▸ TASK DIRECTIONS: List every line in the records below that contains the word "metal", copying each of those lines in full.
>> BEGIN EXTRACTED INFORMATION
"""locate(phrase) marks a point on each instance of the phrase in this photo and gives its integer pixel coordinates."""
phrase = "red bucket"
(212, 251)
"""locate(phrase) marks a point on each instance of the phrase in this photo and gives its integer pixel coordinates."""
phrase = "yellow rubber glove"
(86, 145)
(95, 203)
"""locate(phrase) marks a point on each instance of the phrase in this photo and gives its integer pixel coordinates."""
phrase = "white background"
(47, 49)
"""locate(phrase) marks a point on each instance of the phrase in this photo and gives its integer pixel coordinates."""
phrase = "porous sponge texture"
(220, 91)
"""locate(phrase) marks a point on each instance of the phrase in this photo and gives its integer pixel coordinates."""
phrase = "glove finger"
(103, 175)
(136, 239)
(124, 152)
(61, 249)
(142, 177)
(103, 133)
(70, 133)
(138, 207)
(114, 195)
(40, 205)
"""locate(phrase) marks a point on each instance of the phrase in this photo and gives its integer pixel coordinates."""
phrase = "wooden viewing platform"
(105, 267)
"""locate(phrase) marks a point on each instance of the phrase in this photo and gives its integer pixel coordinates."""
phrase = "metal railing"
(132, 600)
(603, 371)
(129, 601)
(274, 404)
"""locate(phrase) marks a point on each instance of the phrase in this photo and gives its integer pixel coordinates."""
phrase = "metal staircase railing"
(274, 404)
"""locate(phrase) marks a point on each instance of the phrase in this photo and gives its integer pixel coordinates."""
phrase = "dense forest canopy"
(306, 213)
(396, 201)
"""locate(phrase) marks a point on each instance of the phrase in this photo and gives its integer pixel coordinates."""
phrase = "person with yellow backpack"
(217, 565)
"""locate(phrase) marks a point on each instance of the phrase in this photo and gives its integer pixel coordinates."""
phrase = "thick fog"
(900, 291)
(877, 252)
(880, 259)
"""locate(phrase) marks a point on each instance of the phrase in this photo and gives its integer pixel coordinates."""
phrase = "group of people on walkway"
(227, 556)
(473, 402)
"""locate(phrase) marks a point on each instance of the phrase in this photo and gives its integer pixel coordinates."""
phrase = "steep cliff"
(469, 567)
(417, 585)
>> END EXTRACTED INFORMATION
▸ SOLUTION TO THIS TASK:
phrase = "metal railing"
phrase = "metal staircase railing"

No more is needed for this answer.